PROVIDED PASSAGE =>
Closing in on 50 pounds gone!

I was feeling brave this morning and snuck a peek at the scale.  I wasn’t sure what it was going to read b/c my “free” day on Sunday was a bit more out of control than usual so I figured I would be happy if I had lost any weight from Sunday morning.  I was not prepared at all for what I saw…240.5.  That’s a 4 pound loss since Sunday.  I’m not going to trust this reading b/c I know how fickle my body (and my scale) can be.  But it definitely is giving me the motivation to continue on my quest for a perfect week.  I’m not going to hold my breath but there is a tiny chance that I might see the 230’s by this weekend.  A reading of 239.0 would be 50 pounds off this bod.  Ooh, I’m excited!

Tonight after school was busy.  I raced home and did the TJ weights workout.  I wasn’t sure if I should do this b/c my legs were still sore from my FIRM DVD on Tuesday but I figured I would give it a try and if it was too painful I’d switch it to an all-arms workout.  But once I started doing the squats and lunges my muscles actually loosened up, right now they feel great.  What tomorrow might bring is anyone’s guess, but I’ll worry about that tomorrow.

Luckily my mom is coming tonight to get up w/Kyle if he wakes up.  Both my hubby and I have this awful cold and we’re totally worn down.  Thank God for Moms.

Progress toward workout goal:  81/250

Stupid people annoy me

Obviously by the title I’m in a bit of a mood.  What set me off, you ask?  I finally realized how stupid a few of the teachers are in my building.  I’m not doubting their intelligence, just their common sense.  We had a faculty meeting today and a directive by our principal that should have taken about 2 minutes to explain took 20 b/c of several ridiculous questions.  Quit wasting my time, people.  Ugh.

But the good news is that after a great workout (45 tough minutes on the treadclimber, 960 calories GONE) I feel much better.  Exercise is definitely great therapy. 

More good news is that I’m so glad I’m going for a perfect week.  An associate in my room brought some frosted sugar cookies for my son, exactly what I have been craving for a while now.  If I hadn’t set a goal of having a perfect week I’m guessing the tray of cookies would have magically transformed itself into a single cookie wraped in Saran Wrap.  I won’t say that I wasn’t tempted, but I can say that it was a bit easier to resist than it would have been otherwise.  Thanks, Patty, for the ”perfect week” idea.

I’m also nursing a cold and am at that point where I’m just sick enough to be miserable but not sick enough to feel like I should stay home.  The good news is the kids generally take pity on you when your voice is froggy so they have been on their best behavior lately.

Progress toward workout goal:  80/250 

What will I look like?

I have been spending a lot of time today wondering what I’ll look like when I hit a few milestones.  I have never been thin, even in high school I was probably a 14/16.  It honestly never really bothered me, though, b/c I was always an athlete and my size didn’t interfere w/my ability to play.  I wish I could remember what I weighed back then so I could use it as a comparison.

If anyone out there is about 5′6″, fairly muscular and about 200 pounds, would you mind sharing w/me what size you are?  I generally carry my weight well, even right now at 245 I’m about an 18/20, and sometimes I see the infomercials and women will say that they are my weight and a size 26.  So I would hope that by the time I lose another 45 pounds that I would at least be down to a 14, but who knows????  And I honestly have no clue what my goal weight should be.  I have always been thinking 150 but when I check the BMI chart I see that this weight is at the very high range of normal.  To counteract this I have set a goal size of being a 6/8, but that’s too abstract for me.  I can visualize losing a certain number of pounds, but I can’t factor how long it will take to get to a certain size.  If anyone has advice I would definitely welcome it.

Today I came home after school to lift weights.  I’m so glad that I’m lifting weights at home now instead of the gym.  I did a 45 minute FIRM DVD and I can already see the muscle definition starting to come back into my biceps, no kidding!  That’s the beauty of weight lifting, it all comes back so quickly.

LISTED ENTRIES =>
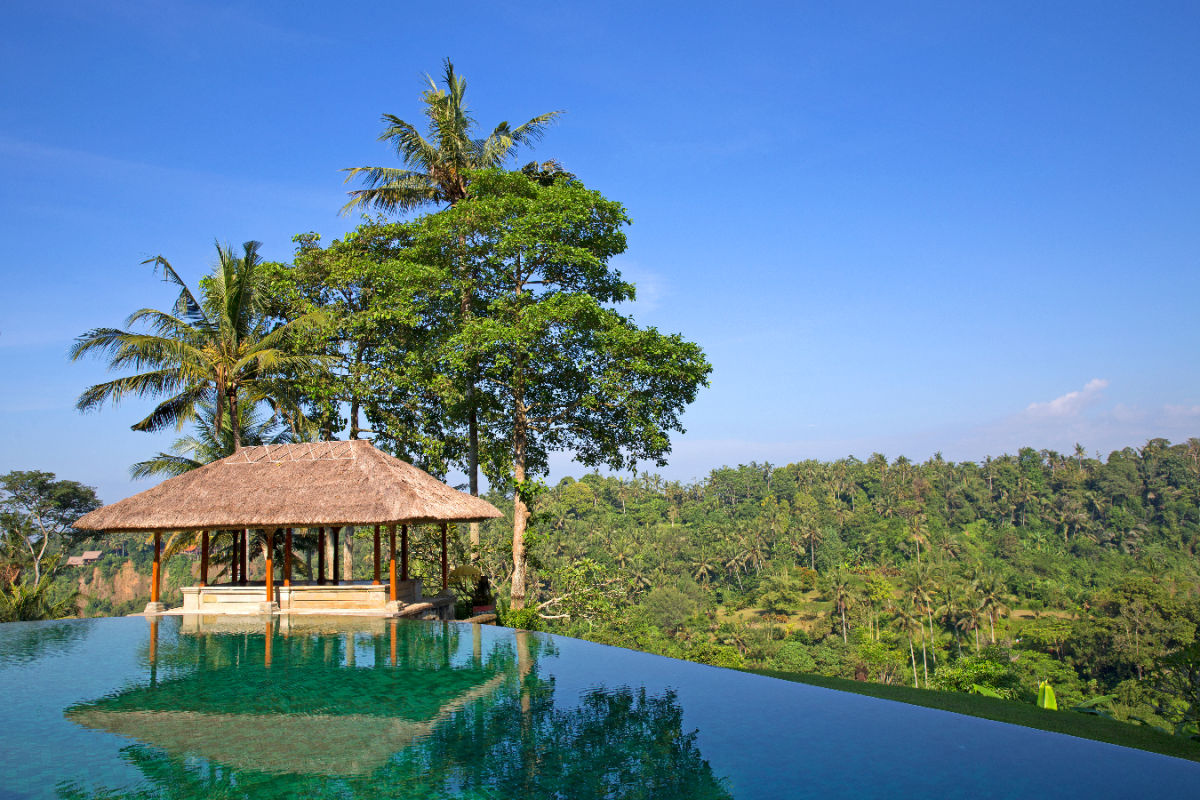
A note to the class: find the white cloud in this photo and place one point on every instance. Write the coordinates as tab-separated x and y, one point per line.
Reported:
1071	403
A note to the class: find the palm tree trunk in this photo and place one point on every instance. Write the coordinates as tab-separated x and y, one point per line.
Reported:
233	420
924	661
912	654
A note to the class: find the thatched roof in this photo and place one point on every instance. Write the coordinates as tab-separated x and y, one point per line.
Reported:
293	486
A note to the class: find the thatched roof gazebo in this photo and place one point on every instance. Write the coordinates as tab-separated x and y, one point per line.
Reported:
280	487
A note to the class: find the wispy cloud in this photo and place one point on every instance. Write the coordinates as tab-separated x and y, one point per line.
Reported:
1072	403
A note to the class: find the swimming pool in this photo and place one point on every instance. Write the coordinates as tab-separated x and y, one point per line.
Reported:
370	708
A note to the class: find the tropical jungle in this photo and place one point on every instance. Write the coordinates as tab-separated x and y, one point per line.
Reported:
474	325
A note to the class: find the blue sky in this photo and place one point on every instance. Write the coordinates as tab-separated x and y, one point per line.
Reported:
933	227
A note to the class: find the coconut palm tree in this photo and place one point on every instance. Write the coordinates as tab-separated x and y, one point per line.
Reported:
435	168
220	350
205	445
840	591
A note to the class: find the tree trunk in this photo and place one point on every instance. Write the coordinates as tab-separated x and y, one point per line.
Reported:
913	655
924	660
520	512
233	420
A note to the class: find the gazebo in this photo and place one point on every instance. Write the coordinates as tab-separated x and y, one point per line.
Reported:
276	488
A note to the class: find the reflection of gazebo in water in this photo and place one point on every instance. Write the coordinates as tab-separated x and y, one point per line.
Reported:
325	715
276	488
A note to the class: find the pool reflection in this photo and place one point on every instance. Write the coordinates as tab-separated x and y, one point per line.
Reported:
379	708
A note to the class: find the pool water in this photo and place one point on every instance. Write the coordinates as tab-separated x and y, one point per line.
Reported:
367	708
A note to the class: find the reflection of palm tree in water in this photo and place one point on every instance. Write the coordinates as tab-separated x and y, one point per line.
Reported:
509	740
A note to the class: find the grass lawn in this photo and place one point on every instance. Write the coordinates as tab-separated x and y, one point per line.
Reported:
1085	726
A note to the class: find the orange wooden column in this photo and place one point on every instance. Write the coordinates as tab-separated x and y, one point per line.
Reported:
321	555
269	577
403	552
245	555
391	630
337	554
287	558
204	558
445	563
267	642
376	582
391	564
157	558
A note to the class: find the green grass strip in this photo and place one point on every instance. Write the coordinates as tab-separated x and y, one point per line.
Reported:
1085	726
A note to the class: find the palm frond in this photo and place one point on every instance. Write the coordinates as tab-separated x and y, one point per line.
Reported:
175	410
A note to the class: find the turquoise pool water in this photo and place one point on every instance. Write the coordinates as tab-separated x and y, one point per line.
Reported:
366	708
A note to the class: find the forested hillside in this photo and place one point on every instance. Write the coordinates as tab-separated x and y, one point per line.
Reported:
984	577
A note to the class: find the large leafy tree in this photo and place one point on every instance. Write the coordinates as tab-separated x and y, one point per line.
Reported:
219	349
37	513
436	169
381	311
558	367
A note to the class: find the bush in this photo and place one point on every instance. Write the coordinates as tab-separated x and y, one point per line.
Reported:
525	619
990	671
717	655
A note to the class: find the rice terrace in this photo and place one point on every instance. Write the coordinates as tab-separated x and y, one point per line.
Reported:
709	402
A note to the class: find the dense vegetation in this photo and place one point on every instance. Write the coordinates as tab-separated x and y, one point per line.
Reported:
486	335
987	577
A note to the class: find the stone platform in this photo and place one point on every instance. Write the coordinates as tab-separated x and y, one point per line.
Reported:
347	597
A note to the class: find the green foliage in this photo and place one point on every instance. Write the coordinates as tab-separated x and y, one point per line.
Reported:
220	349
1177	679
991	671
19	601
669	607
526	619
1047	698
784	593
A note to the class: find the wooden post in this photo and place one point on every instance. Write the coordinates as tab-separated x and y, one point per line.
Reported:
154	650
403	552
391	630
391	564
337	555
204	558
245	555
269	577
154	576
445	564
267	638
321	555
376	582
287	558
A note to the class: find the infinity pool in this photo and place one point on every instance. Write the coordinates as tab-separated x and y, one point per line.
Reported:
366	708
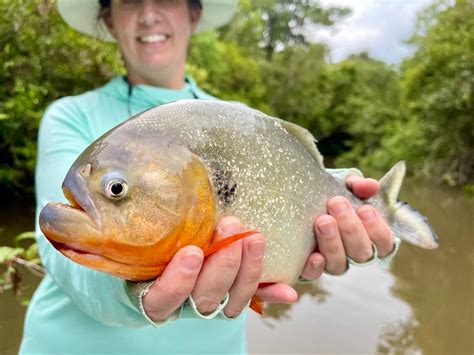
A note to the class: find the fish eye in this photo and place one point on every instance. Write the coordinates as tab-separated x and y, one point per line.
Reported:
115	186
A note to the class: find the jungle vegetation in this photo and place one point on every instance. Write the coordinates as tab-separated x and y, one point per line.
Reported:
364	112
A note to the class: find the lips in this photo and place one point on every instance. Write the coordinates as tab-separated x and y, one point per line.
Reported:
153	38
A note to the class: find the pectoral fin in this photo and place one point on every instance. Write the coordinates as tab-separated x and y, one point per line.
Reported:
406	223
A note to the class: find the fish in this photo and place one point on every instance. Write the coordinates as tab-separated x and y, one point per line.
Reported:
162	179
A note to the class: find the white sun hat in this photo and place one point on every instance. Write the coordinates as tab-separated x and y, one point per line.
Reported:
83	16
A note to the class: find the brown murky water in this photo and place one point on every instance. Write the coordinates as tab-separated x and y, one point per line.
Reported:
423	303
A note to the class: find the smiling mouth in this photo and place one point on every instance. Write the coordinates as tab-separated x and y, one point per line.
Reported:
153	39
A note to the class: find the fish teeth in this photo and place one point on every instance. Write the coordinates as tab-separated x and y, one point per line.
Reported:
152	38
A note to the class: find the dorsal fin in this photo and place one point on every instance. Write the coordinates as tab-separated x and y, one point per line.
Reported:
306	139
391	182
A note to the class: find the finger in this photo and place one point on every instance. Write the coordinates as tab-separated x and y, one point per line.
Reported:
172	288
377	229
354	237
314	267
330	244
362	187
219	270
247	280
277	293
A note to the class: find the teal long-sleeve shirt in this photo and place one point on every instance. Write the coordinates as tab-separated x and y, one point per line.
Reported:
82	311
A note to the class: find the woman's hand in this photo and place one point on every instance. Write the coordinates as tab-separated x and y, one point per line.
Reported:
340	233
235	269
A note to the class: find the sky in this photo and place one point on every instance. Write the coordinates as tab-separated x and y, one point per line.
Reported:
378	27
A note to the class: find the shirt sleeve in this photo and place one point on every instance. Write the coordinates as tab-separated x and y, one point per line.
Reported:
63	135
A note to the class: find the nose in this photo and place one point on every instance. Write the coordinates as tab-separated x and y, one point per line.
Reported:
148	14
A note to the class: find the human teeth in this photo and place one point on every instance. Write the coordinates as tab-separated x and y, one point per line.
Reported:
152	38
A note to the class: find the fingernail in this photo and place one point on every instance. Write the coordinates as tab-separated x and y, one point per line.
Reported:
339	206
327	228
256	248
315	264
191	261
230	226
366	214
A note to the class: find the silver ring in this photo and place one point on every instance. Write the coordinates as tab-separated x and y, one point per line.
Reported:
218	310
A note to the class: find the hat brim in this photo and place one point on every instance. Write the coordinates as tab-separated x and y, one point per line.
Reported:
83	16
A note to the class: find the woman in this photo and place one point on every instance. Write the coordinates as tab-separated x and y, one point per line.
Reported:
78	310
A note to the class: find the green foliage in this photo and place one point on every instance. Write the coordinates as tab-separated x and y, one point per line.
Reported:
438	83
363	112
277	24
14	259
41	59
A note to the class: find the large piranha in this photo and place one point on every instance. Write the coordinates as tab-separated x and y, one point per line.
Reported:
161	180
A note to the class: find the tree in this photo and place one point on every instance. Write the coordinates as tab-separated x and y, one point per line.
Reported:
41	60
438	86
276	24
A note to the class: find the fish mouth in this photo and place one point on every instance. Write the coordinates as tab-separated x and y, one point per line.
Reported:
76	225
132	272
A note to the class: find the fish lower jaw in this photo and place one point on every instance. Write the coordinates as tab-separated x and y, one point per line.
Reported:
66	248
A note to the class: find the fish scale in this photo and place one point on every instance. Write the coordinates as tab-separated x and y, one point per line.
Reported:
262	169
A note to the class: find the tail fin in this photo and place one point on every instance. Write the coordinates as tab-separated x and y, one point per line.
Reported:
407	223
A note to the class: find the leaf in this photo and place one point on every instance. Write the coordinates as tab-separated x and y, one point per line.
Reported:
8	253
24	236
32	252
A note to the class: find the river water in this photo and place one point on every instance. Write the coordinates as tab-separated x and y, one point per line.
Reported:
423	303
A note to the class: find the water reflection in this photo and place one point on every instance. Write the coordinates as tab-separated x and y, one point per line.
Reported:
439	285
422	304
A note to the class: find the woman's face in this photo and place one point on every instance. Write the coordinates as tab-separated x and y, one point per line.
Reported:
153	36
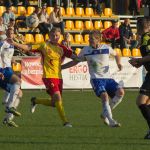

EXERCISE REQUIREMENTS =>
Write out the part of the weight-loss blog between "I have been spending" and "as a comparison.", inclusive, word for word.

RESPONSE FOR THIS EXERCISE =>
I have been spending a lot of time today wondering what I’ll look like when I hit a few milestones.  I have never been thin, even in high school I was probably a 14/16.  It honestly never really bothered me, though, b/c I was always an athlete and my size didn’t interfere w/my ability to play.  I wish I could remember what I weighed back then so I could use it as a comparison.